(Dataset entries)

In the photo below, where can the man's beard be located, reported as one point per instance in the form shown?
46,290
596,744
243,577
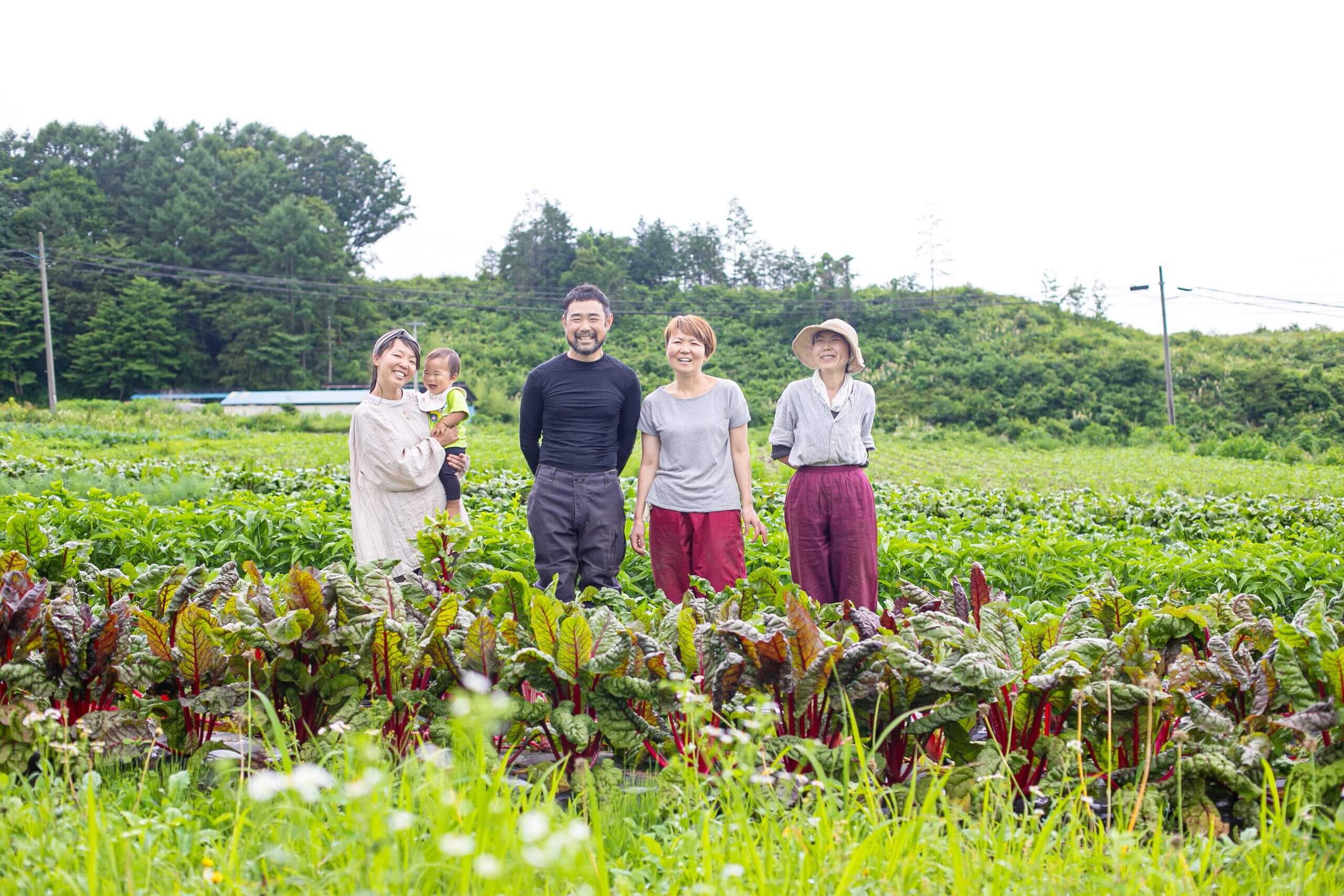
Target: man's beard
597,344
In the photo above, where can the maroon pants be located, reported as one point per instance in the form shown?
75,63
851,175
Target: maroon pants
704,544
832,529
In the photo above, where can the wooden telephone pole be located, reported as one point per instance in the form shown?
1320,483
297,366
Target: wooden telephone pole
46,327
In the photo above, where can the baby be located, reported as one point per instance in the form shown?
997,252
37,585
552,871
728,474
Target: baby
445,404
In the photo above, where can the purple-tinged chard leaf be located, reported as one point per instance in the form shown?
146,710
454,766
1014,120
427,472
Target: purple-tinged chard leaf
480,647
804,640
960,602
156,633
194,642
548,614
574,647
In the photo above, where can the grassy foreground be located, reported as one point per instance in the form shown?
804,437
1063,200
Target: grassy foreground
346,816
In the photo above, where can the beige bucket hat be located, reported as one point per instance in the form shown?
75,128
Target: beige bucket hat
803,343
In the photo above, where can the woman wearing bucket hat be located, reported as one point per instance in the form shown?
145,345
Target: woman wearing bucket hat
823,428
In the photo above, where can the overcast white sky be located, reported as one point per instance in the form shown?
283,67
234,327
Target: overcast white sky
1096,141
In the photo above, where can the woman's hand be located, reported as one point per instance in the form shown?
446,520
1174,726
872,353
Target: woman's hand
637,534
752,522
444,434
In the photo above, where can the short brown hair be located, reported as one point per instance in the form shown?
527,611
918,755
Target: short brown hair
691,325
450,359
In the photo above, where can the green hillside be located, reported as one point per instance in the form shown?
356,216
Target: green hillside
234,258
967,359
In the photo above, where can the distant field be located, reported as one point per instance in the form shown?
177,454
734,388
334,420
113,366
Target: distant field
942,461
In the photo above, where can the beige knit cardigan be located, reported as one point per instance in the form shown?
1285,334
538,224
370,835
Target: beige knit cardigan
393,479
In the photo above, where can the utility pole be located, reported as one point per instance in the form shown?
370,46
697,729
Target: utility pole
1167,345
416,327
46,327
1167,351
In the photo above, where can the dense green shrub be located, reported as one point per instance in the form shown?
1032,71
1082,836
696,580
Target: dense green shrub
1247,448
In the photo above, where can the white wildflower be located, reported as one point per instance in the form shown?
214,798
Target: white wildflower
456,846
308,781
265,784
577,832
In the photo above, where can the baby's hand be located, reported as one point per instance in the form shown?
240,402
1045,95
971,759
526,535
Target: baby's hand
445,434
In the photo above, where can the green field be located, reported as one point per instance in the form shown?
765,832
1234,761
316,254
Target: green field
1147,532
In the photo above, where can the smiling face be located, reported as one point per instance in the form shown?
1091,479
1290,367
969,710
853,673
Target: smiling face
395,366
686,352
586,324
831,352
437,378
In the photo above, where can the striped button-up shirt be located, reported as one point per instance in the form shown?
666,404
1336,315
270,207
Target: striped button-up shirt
815,436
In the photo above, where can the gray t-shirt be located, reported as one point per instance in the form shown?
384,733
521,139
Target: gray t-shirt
695,461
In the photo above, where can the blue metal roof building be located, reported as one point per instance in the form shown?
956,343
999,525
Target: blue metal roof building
181,397
312,400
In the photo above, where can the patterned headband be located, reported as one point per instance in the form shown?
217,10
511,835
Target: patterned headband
386,339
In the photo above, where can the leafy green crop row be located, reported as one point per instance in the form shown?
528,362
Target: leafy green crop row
1040,547
1160,707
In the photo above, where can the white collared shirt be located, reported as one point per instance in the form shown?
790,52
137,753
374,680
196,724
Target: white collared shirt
823,433
843,394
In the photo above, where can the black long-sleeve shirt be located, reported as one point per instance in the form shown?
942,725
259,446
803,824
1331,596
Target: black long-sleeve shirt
580,416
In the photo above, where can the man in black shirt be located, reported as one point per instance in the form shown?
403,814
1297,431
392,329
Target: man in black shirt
577,430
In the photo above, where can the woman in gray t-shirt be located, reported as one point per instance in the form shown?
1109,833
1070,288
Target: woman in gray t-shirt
695,469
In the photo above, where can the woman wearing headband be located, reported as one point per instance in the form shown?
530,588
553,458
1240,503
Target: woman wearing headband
393,465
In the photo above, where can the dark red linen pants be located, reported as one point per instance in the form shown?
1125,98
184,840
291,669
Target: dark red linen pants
832,524
704,544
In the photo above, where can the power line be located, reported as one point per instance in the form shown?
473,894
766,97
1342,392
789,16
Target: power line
443,299
1272,308
1273,299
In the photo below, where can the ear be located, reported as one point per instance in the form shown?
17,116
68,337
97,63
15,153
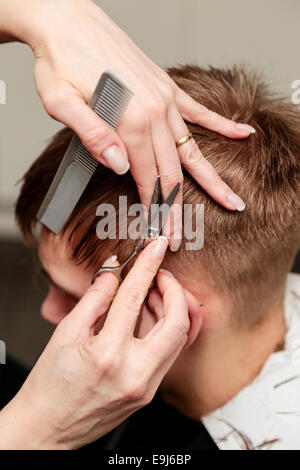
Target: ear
195,313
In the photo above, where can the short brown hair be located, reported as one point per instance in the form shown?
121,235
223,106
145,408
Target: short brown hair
247,254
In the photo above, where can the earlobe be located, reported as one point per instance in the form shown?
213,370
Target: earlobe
195,313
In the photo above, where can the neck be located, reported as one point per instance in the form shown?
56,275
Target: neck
220,363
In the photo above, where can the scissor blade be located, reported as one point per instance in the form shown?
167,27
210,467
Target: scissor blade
159,214
172,196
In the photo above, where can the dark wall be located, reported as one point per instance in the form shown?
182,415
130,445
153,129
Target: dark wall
22,291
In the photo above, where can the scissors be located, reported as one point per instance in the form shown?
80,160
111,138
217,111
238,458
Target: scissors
156,220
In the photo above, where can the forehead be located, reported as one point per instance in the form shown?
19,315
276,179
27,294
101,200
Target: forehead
55,257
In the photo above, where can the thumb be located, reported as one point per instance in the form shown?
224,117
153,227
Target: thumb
67,105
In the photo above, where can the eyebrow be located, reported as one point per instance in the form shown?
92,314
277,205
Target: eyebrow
45,273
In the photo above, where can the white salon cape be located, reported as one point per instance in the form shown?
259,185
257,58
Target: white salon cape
265,415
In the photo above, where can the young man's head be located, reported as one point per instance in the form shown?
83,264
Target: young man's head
242,267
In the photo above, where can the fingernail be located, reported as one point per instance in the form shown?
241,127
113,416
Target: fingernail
110,260
160,247
246,127
116,160
166,272
236,201
175,241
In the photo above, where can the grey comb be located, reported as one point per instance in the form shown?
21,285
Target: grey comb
109,101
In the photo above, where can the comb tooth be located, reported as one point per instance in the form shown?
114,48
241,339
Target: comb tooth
109,101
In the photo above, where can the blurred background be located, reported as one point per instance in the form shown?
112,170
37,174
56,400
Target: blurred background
262,33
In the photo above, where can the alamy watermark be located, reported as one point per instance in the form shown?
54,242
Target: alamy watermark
2,92
2,352
296,93
131,222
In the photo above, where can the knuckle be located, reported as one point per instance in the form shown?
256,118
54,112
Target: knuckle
158,108
191,153
172,178
92,137
138,122
54,100
182,327
134,297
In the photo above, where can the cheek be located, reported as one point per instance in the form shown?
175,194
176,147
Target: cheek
56,306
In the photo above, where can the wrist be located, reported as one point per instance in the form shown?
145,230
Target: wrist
13,20
21,430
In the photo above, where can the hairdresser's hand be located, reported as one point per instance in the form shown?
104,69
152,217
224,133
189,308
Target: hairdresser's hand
84,384
74,42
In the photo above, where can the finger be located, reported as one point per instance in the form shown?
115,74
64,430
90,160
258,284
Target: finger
96,300
155,303
170,334
138,141
199,168
65,104
125,309
196,113
170,171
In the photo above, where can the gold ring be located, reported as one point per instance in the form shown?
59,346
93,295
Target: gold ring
184,139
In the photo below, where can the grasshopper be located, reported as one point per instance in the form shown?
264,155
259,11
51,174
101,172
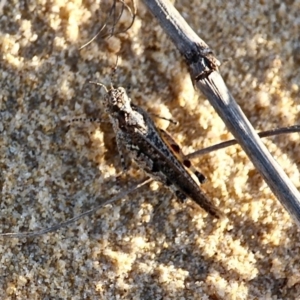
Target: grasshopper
152,149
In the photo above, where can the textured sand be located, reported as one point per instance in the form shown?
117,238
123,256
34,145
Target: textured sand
148,245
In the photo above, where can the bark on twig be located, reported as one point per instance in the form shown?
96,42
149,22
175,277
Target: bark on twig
204,72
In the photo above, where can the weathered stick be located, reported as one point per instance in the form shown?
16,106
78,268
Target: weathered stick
204,72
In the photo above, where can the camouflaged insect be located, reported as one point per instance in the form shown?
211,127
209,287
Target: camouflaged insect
152,149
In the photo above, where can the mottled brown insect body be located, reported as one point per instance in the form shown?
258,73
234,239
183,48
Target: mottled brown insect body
152,149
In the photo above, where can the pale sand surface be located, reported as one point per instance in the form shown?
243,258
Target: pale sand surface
149,245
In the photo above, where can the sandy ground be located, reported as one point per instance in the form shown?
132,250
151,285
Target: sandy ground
148,245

WRITTEN EXERCISE: Output the lines as a JSON list of strings, one string per line, omitting blank lines. Begin with the line containing "In the photo above, where can the wrist", include every line through the last line, and leave out the pictures.

THE REPLY:
[
  "In the photo above, where can the wrist be located, reported as one point per instance in the form shown?",
  "145,230",
  "Target: wrist",
  "13,20",
  "21,430",
  "In the photo above, where can the hairdresser's hand be located, reported as one point per instance in the form shown?",
  "104,69",
  "152,217",
  "224,133",
  "189,308",
  "Target: hairdresser's hand",
  "84,384",
  "74,42",
  "In the photo above, where can the finger be located, reported as one point per instance in the form shown?",
  "115,74",
  "64,430",
  "90,160",
  "258,284",
  "Target: finger",
  "96,300",
  "155,303",
  "170,334",
  "138,141",
  "199,168",
  "65,104",
  "125,309",
  "196,113",
  "170,171",
  "In the photo above, where can the gold ring be located, reported as one point per instance in the form shown?",
  "59,346",
  "93,295",
  "Target: gold ring",
  "184,139",
  "In the photo below, where can the grasshopper be located, reported as one point per instance in the form shown?",
  "264,155",
  "259,11",
  "51,174",
  "101,172",
  "Target: grasshopper",
  "152,149",
  "In the photo above, where can the textured sand be located, reported as one point per instance in the form shown?",
  "117,238",
  "123,256",
  "34,145",
  "Target: textured sand",
  "148,245",
  "In the photo above, where can the bark on twig be located, reported as one point per instance in the form shown?",
  "96,42",
  "149,22",
  "175,277",
  "Target: bark on twig",
  "204,72",
  "In the photo above, where can the weathered stick be located, reported as one point per instance in the form shown?",
  "16,106",
  "78,268",
  "Target: weathered stick",
  "204,72",
  "In the photo above, where can the camouflaged insect be located, reported as one point per instance in the form shown?",
  "211,127",
  "209,287",
  "Target: camouflaged insect",
  "152,149",
  "In the photo above, where can the mottled brown insect body be located, reported as one point per instance in the form shown?",
  "258,73",
  "234,239",
  "183,48",
  "Target: mottled brown insect body",
  "152,149",
  "In the photo above, where can the pale sand surface be located, reported as one point per instance in the form shown?",
  "243,258",
  "Target: pale sand surface",
  "149,245",
  "In the photo above, where can the sandy ground be located, reported as one point per instance in the form shown?",
  "132,250",
  "151,285",
  "Target: sandy ground",
  "148,245"
]